To do |
Sort through the material below and copy each line with "zipper".

..........

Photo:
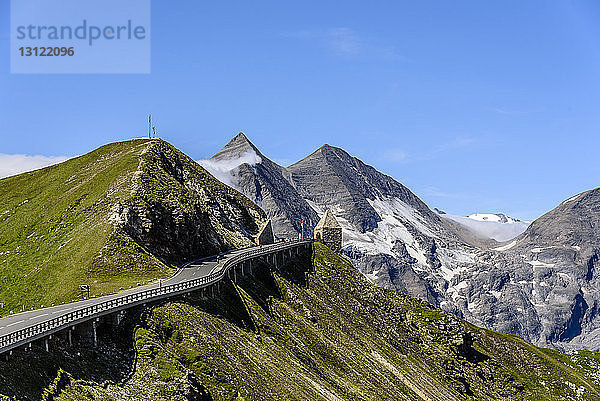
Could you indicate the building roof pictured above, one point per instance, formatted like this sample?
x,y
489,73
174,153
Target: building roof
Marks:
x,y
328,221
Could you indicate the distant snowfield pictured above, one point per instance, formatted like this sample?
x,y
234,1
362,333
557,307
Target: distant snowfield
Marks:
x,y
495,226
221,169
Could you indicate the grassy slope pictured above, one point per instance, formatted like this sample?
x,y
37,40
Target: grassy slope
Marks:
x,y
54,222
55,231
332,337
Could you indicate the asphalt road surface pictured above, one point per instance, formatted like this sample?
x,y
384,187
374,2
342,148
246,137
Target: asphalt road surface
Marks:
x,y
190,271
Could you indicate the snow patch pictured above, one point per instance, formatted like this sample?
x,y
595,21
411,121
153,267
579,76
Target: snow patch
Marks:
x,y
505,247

..........

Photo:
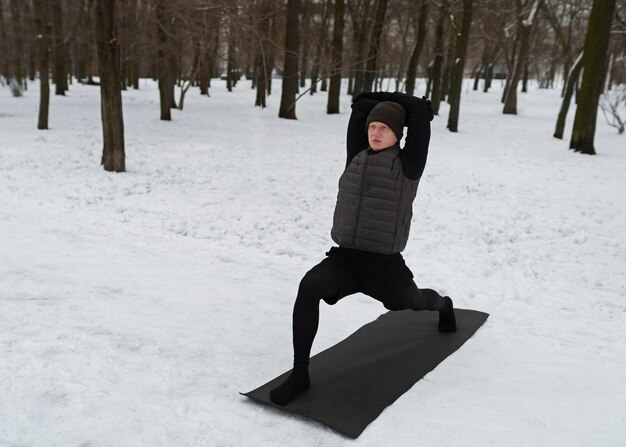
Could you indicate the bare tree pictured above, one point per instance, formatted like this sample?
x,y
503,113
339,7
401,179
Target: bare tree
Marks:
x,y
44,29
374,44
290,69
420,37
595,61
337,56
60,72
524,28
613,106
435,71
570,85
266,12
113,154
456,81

..........

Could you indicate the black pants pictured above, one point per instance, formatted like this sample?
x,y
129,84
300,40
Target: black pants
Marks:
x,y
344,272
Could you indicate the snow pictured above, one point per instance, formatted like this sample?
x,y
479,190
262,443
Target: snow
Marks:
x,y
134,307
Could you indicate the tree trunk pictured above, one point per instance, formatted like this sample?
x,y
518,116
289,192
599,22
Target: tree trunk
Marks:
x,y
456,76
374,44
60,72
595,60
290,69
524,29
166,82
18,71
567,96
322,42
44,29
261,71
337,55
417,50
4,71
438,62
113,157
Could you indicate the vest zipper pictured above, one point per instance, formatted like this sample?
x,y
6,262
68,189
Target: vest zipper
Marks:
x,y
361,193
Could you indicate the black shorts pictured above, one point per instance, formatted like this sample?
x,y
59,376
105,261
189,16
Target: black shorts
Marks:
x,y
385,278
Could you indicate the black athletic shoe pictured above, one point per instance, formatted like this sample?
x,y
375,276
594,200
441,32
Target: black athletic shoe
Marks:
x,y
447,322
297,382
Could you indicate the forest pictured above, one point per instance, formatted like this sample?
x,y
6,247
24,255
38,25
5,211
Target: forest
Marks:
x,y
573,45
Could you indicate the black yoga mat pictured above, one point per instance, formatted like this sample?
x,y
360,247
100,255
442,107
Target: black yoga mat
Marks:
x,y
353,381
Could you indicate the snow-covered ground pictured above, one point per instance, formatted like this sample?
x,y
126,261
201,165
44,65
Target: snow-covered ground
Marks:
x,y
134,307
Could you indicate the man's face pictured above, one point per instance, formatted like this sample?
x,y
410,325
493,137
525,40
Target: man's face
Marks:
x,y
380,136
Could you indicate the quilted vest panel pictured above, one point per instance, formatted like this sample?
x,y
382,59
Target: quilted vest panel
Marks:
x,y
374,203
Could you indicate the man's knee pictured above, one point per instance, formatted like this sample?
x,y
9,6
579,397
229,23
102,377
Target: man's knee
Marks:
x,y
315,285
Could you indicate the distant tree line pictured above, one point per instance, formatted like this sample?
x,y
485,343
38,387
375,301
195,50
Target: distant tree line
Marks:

..........

Response below |
Could you indicate the vest zipper pictured above, one point per instance, formatted like this sample?
Target: vest zipper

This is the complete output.